Start of Given data
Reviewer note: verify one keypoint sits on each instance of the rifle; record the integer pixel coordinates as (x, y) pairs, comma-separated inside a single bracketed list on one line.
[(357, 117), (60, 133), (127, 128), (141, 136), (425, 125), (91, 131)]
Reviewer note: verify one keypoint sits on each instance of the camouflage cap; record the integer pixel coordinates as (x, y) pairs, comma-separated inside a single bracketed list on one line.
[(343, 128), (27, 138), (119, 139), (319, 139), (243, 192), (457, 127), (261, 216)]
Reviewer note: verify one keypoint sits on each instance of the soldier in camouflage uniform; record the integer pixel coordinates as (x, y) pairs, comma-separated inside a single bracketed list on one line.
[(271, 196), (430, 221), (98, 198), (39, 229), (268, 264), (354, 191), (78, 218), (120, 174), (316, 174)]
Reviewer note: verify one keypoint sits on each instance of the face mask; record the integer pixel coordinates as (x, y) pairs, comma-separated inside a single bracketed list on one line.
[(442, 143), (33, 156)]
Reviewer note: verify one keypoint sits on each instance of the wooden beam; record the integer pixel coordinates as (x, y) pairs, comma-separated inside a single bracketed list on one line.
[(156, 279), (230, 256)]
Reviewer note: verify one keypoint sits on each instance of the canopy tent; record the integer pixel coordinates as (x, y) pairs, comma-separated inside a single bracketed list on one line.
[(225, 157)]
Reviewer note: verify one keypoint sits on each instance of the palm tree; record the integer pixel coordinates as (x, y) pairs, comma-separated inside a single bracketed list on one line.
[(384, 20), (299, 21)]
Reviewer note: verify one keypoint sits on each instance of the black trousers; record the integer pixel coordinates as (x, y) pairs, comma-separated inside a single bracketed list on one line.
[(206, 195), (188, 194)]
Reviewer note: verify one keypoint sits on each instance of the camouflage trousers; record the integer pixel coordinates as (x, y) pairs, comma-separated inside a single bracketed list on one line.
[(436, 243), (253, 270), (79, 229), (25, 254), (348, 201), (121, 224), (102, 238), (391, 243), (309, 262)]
End of Given data
**What this task involves**
Above are some records. Print them all exactly.

**Task answer**
Reviewer note: verify one keypoint sits on each instance of the rifle; record the integer pixel coordinates as (x, y) pairs, comma-separated inside a single bracketed list on one line.
[(357, 117), (60, 133), (127, 128), (141, 136), (425, 125), (91, 131)]
Reviewer note: verify one keypoint sits on each instance of the camouflage cap; record the integer pixel coordinates as (x, y) pairs, comma-separated inside a single bracketed list on one line.
[(343, 128), (27, 138), (119, 139), (319, 139), (243, 192), (457, 127), (261, 216)]
Reviewer note: verify one keypoint sits on each instance of the soldier in camouflage uniform; record the integer pixel coordinates as (x, y) pairs, comma-separated inside a single bracketed list on one line.
[(271, 196), (430, 221), (98, 198), (39, 229), (268, 264), (354, 191), (78, 218), (120, 174), (316, 174)]
Reviewer note: verify one keypoint sits on each instance of the face mask; record the integer pixel coordinates as (x, y) pairs, comma-separated inside a single bracketed list on one line.
[(442, 143), (33, 156)]
Reviewer note: verify one keypoint sits on each instance of the wooden beam; record the integer pixel coordinates as (x, y) pairs, comma-separated inside a single bracketed list on one line.
[(156, 279), (230, 256)]
Reviewer note: verify one keypoint sits on each instance of the canopy tent; record the integer pixel coordinates as (x, y) pairs, comma-separated inside a single bracketed list on one line.
[(225, 157)]
Reviewer note: verify one keypoint sits on each instance of the palm tree; record the integer pixel coordinates as (x, y) pairs, comma-separated inside a single bracketed list on one line.
[(384, 20), (299, 21)]
Reviewer note: verify one keypoint sits on each instance of the black trousers; record the integer pixel coordinates as (x, y) pairs, comma-separated inside a single bracketed list on one line.
[(206, 195), (188, 194)]
Reviewer note: verify one keypoint sits on each instance of the camouflage trousers; record the integer pixel coordinates as (x, y) pairs, comma-separated inside a single bracketed list on one line.
[(436, 243), (253, 270), (79, 229), (25, 254), (348, 201), (121, 224), (102, 238), (391, 243), (309, 262)]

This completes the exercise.